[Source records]
"""
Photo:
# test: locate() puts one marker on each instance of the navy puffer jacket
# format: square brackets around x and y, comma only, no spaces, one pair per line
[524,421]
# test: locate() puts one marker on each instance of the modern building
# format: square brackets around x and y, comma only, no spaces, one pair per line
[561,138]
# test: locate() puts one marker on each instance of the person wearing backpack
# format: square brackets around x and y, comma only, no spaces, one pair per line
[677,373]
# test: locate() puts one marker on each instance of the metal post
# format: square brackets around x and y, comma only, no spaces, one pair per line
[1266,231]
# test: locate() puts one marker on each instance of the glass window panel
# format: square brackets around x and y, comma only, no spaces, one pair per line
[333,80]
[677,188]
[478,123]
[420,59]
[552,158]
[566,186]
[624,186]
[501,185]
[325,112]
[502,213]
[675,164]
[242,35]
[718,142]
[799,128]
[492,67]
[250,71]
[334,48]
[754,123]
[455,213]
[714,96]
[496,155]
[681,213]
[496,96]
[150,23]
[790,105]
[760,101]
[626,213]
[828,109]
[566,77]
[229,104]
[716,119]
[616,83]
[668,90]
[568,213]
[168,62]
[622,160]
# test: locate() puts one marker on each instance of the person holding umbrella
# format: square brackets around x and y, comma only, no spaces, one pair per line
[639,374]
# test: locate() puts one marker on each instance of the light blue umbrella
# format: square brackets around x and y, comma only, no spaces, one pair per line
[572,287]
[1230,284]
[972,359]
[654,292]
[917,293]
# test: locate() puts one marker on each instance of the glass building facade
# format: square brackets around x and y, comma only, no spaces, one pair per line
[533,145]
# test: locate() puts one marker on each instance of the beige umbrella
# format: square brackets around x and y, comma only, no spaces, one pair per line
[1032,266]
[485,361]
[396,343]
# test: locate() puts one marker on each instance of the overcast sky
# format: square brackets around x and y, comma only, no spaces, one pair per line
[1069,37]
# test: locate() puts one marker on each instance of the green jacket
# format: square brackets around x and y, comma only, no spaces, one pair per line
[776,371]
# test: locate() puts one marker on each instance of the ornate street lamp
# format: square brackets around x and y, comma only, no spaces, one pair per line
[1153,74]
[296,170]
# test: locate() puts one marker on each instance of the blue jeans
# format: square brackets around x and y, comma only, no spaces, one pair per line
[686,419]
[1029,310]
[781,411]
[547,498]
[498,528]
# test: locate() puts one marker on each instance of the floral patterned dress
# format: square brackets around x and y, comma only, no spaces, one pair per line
"""
▶ The task:
Can you give every line above again, exactly as written?

▶ Solution:
Photo:
# test: locate() puts one marker on each instance of the navy puffer jacket
# format: square brackets around x and y, comma only, no spaces, one pair per line
[524,421]
# test: locate() puts one marker on each instance of the modern building
# format: square brackets around x and y, comma only, no spaces, one pair per line
[561,138]
# test: locate() puts one marker on each instance of the person wearing backpack
# format: square brackets around x and y, comma only, no spaces, one pair per line
[677,373]
# test: locate() puts one marker on each instance of the metal post
# format: square brackets around x and y, comma only, no spaces, one pair per line
[1266,231]
# test: locate() puts one marker on each instance of the glass window panel
# format: square brackets around x and y, comma only, no spaces, one pair per line
[333,80]
[677,188]
[478,123]
[420,59]
[552,158]
[566,186]
[624,186]
[501,185]
[325,112]
[502,213]
[675,164]
[242,35]
[718,142]
[799,128]
[492,67]
[250,71]
[334,48]
[754,123]
[455,213]
[714,96]
[496,155]
[681,213]
[496,96]
[150,23]
[790,105]
[760,101]
[626,213]
[828,109]
[566,77]
[229,104]
[716,119]
[616,83]
[668,90]
[568,213]
[168,62]
[622,160]
# test: locate() puts one marker on each instance of the person holding umbrella
# format: square brackets around x and y, comma only, no spaces, one pair per line
[639,374]
# test: locate() puts one marker on each instance of the light blue umbrella
# format: square brackets around x and y, comma only, no spaces, one pair per line
[572,287]
[1230,284]
[972,359]
[654,292]
[917,293]
# test: locate() puts one marker on each instance of the glass building facade
# format: square brackets around x and y, comma only, no spaces, one pair per line
[533,145]
# test: locate() puts one marker on each instance of the beige umbrella
# format: square brackets around x and y, comma only, no spaces, one pair per line
[1032,266]
[485,361]
[396,343]
# test: locate() puts one marker on each instance of the overcast sky
# format: square brackets around x and y, comma only, no spaces, one pair per line
[1069,37]
# test: locate() puts one marker on each instance of the green jacket
# format: square brackets around x and y, comma only, no spaces, one pair per line
[776,371]
# test: locate() puts one marker on each instance of the ornate street lamp
# format: square brackets around x and y, comma only, no spaces, one pair per line
[1153,74]
[296,170]
# test: locate() puts one marker on each instance of the blue jeans
# format: square brackets around x and y, comma only, no spaces, one pair per line
[686,419]
[1029,310]
[781,411]
[547,498]
[498,528]
# test: locate() puts one marker on each instance of the floral patterned dress
# format: square brackets around x and y, comma only, no spaces, one pair per line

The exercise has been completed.